** Start Available records **

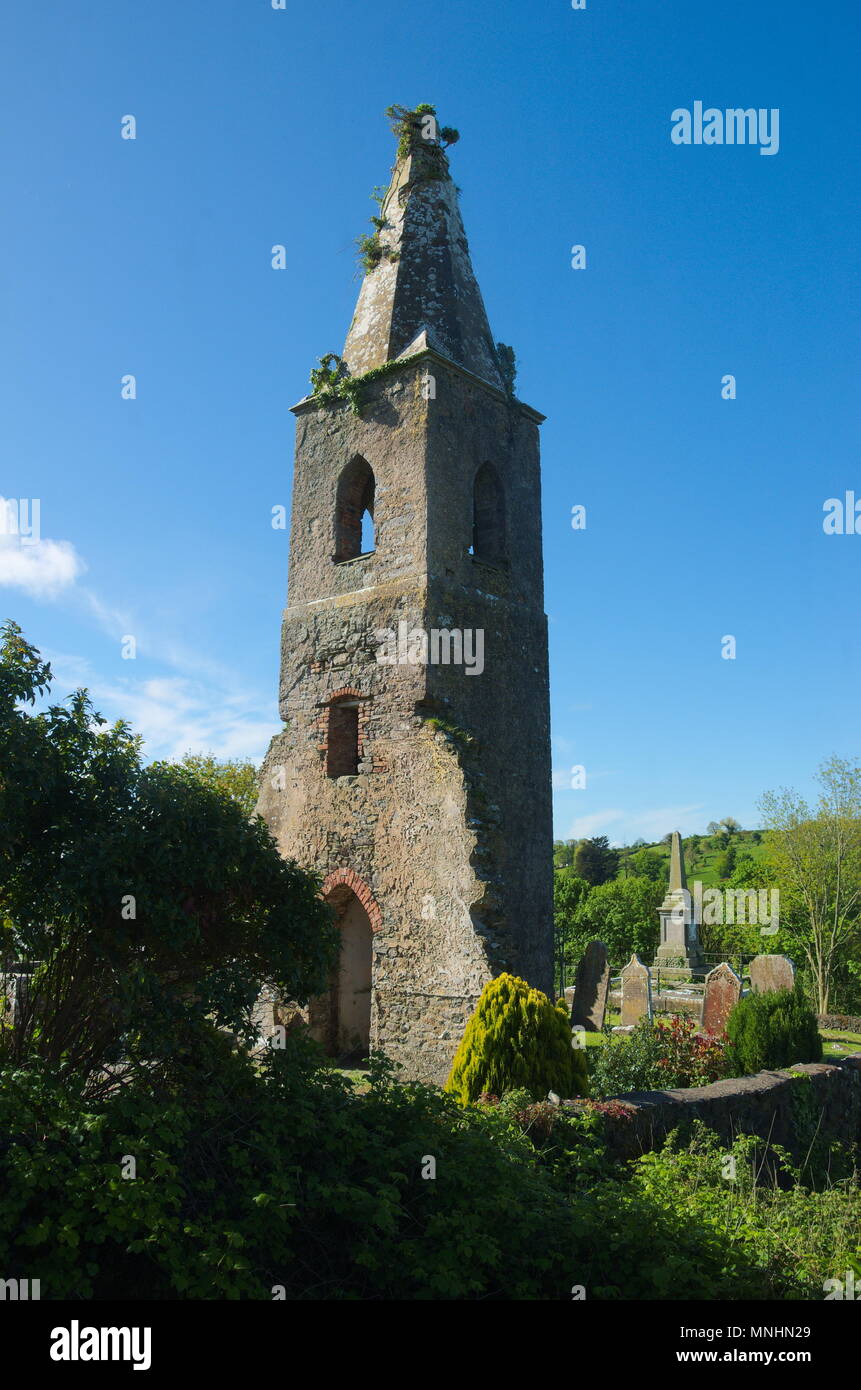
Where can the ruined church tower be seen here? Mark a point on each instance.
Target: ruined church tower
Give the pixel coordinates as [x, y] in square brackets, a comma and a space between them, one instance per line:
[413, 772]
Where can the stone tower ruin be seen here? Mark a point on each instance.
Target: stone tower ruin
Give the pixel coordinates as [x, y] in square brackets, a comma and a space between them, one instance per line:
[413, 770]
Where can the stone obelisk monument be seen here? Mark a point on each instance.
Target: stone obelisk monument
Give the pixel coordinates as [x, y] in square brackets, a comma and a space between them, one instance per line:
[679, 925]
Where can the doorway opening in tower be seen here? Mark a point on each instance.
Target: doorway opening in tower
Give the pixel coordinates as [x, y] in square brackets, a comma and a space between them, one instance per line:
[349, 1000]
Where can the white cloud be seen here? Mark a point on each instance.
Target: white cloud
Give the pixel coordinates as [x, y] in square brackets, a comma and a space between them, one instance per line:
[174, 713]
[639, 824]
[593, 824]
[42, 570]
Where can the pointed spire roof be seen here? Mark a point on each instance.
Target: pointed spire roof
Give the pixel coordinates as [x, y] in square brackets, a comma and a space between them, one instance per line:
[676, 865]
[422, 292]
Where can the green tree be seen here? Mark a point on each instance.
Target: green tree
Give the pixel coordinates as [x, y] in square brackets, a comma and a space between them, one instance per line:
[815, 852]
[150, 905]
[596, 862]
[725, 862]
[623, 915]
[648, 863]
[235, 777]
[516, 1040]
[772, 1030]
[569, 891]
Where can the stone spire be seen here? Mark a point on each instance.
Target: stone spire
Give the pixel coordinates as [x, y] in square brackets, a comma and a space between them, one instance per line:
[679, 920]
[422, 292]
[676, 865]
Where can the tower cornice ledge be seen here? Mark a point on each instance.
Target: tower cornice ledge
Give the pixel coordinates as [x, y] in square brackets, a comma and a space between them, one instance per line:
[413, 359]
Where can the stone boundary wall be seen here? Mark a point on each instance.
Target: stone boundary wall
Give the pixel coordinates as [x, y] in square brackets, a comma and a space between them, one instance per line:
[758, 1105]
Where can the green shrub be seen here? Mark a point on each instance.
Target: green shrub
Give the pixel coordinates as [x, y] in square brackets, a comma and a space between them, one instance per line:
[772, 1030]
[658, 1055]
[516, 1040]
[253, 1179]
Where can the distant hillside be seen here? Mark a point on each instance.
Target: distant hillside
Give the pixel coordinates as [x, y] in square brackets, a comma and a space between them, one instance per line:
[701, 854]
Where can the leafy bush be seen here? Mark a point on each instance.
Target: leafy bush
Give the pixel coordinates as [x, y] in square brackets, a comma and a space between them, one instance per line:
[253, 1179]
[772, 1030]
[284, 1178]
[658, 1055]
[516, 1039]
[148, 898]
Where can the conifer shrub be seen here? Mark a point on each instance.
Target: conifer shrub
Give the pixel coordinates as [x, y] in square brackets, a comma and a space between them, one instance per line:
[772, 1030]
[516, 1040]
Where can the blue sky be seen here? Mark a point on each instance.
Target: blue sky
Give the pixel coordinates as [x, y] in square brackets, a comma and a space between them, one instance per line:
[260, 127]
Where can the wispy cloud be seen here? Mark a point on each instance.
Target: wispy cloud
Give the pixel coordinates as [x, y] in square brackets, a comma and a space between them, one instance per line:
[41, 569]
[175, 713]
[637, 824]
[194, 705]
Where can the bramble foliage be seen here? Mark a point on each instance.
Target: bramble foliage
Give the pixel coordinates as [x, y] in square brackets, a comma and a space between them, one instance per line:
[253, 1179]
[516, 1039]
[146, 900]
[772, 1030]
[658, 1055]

** End Available records **

**Task brief**
Reproduce the lines of the records from the one containing "Where can the conifer" through the last line of the records, without any changes.

**Result for this exercise**
Where can the conifer shrub be seen here? Mark a point on each instance.
Target: conifer shrub
Give the pixel coordinates as [x, y] in square brackets, a comma and a space between them, one instance per line:
[772, 1030]
[516, 1040]
Where can the blue sky be seen here? Mark a point on each instance.
Target: blue sky
Give the pixel coordinates as [x, y] in square brackets, a comma and a space between them, one instance per line:
[260, 127]
Where can the wispy cloud be seen here? Mark a point on each instance.
Target: wispy cloud
Give the pixel coordinates as [x, y] in square brackets, a comma and a space between them, one instance per line:
[41, 569]
[175, 713]
[637, 824]
[194, 705]
Where can the bramble foliage be seen here? Mark a point on each instance.
Target: bramble foliage
Give the pixel coordinates as [x, y] in square brackets, a comma and a space between them, one instance per line:
[253, 1179]
[516, 1039]
[146, 900]
[772, 1030]
[658, 1055]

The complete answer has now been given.